◆ PROBLEM TO SOLVE
Please transcribe the following lines exactly, omitting any images from your answer.
**** SOURCE DATA ****
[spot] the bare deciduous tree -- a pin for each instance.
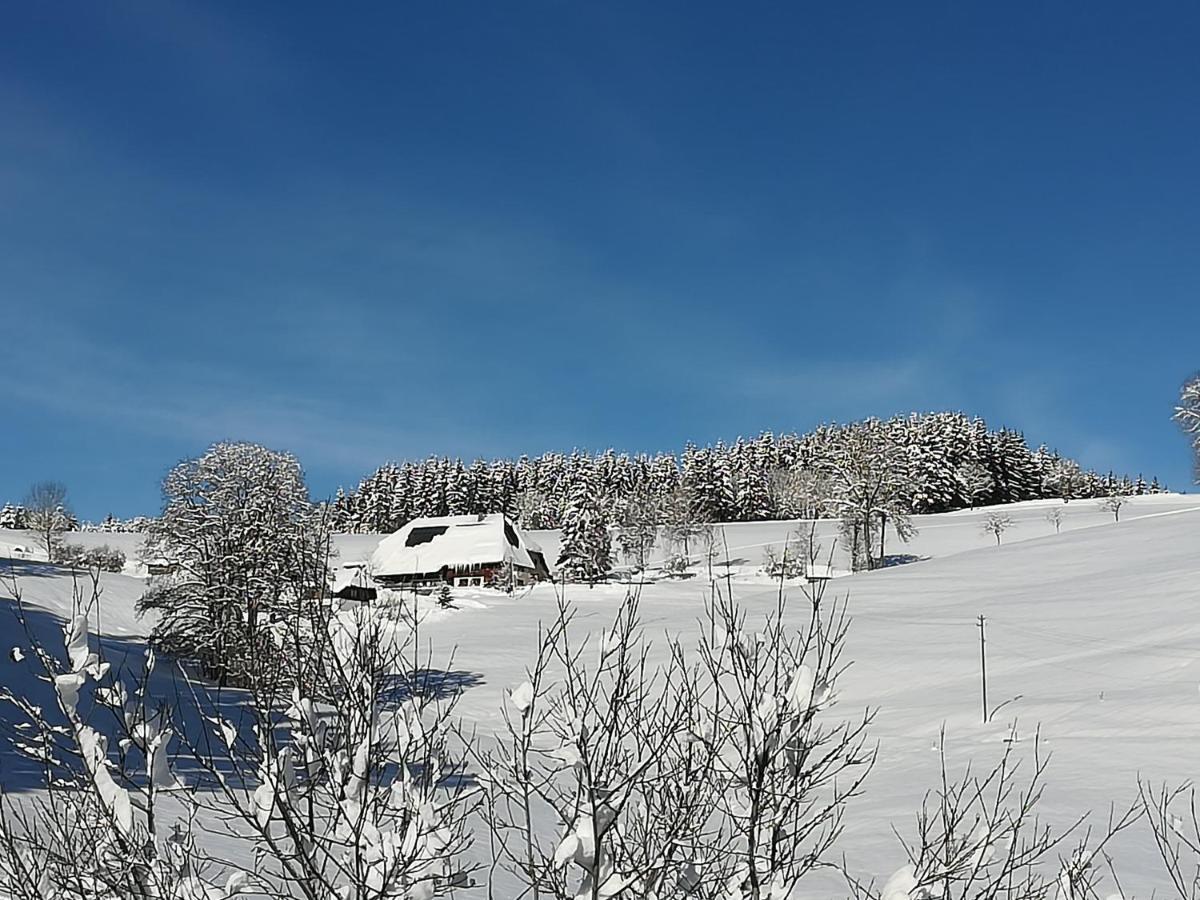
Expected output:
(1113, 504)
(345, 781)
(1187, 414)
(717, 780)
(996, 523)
****
◆ COMPLETE OUTPUT
[spot] the bare deciduous tree -- a pin for each instance.
Expected output:
(1113, 504)
(345, 781)
(1187, 414)
(717, 780)
(996, 523)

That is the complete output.